SUPPLIED DATA:
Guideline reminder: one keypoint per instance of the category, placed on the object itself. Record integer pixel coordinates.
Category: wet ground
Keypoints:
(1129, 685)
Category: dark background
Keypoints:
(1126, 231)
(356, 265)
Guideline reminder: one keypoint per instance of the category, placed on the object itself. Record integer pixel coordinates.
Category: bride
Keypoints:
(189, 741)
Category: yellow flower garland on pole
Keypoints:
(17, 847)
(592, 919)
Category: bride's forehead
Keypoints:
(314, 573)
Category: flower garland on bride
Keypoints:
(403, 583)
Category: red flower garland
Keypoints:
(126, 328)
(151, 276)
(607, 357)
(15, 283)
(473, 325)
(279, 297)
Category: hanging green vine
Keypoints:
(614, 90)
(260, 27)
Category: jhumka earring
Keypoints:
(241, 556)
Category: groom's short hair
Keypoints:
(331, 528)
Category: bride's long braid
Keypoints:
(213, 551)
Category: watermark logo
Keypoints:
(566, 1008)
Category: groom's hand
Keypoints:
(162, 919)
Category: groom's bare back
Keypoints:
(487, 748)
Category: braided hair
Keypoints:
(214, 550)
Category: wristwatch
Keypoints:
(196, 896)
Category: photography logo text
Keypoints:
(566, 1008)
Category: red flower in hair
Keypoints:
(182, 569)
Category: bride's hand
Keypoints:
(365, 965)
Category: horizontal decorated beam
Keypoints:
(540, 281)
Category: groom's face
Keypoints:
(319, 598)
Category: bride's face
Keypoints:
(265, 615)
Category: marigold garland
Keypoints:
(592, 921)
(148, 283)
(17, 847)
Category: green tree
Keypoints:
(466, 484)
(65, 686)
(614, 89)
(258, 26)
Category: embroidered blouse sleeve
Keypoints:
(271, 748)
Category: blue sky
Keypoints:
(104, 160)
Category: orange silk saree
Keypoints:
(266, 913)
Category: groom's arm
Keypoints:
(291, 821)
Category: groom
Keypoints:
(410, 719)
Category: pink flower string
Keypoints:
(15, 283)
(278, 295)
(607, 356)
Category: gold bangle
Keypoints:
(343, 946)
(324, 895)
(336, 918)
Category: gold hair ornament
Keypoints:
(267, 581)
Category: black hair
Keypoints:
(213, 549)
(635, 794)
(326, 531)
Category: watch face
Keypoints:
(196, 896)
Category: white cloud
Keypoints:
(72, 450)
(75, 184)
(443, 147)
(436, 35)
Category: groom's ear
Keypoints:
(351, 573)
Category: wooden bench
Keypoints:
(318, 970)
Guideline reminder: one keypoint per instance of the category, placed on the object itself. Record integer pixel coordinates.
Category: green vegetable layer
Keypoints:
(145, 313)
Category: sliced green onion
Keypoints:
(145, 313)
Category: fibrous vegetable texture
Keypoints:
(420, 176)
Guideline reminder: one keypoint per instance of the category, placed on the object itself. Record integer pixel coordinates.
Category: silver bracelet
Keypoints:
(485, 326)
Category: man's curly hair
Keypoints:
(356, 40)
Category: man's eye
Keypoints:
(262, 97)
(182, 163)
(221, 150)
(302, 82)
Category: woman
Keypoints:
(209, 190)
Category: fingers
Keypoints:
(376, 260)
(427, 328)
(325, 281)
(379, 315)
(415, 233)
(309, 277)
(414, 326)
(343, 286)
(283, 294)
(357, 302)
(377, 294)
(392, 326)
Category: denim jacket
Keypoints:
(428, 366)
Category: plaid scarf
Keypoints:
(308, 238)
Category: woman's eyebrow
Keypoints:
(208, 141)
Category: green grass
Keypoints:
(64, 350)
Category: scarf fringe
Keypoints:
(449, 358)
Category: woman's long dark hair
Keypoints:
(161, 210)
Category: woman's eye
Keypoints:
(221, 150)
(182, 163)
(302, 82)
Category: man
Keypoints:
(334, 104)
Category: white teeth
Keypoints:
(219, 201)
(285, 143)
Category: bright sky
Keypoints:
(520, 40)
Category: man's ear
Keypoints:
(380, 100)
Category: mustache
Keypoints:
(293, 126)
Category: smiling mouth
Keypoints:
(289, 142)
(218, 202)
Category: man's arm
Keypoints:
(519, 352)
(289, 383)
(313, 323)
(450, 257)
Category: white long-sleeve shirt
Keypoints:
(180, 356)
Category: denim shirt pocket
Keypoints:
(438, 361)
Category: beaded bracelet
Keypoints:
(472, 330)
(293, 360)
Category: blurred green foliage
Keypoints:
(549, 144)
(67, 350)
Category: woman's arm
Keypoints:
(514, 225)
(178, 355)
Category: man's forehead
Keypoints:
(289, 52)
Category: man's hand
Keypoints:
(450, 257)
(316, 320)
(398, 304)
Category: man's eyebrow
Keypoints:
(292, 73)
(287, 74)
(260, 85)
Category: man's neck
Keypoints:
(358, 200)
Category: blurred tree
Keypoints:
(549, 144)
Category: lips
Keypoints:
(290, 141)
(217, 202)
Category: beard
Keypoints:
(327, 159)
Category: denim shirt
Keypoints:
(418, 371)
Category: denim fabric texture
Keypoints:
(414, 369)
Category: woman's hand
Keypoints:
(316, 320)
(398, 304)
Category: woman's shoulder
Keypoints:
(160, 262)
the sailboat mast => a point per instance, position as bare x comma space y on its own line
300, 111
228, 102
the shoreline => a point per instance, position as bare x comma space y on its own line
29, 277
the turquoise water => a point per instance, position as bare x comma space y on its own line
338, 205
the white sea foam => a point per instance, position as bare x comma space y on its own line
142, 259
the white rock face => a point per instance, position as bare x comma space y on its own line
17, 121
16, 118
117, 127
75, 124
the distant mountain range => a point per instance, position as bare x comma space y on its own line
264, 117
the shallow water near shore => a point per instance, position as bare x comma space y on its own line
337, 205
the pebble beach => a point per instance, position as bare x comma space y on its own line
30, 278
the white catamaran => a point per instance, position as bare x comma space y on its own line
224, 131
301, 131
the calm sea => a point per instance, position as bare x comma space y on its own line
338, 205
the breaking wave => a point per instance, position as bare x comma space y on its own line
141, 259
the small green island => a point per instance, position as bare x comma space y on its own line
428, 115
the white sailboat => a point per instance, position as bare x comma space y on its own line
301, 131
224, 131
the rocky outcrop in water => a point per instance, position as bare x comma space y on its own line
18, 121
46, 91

ABOUT THIS EXERCISE: Looking at the data above, show all lines where the word "dark" occurs.

EXERCISE ANSWER:
Category: dark background
Category: woman's long dark hair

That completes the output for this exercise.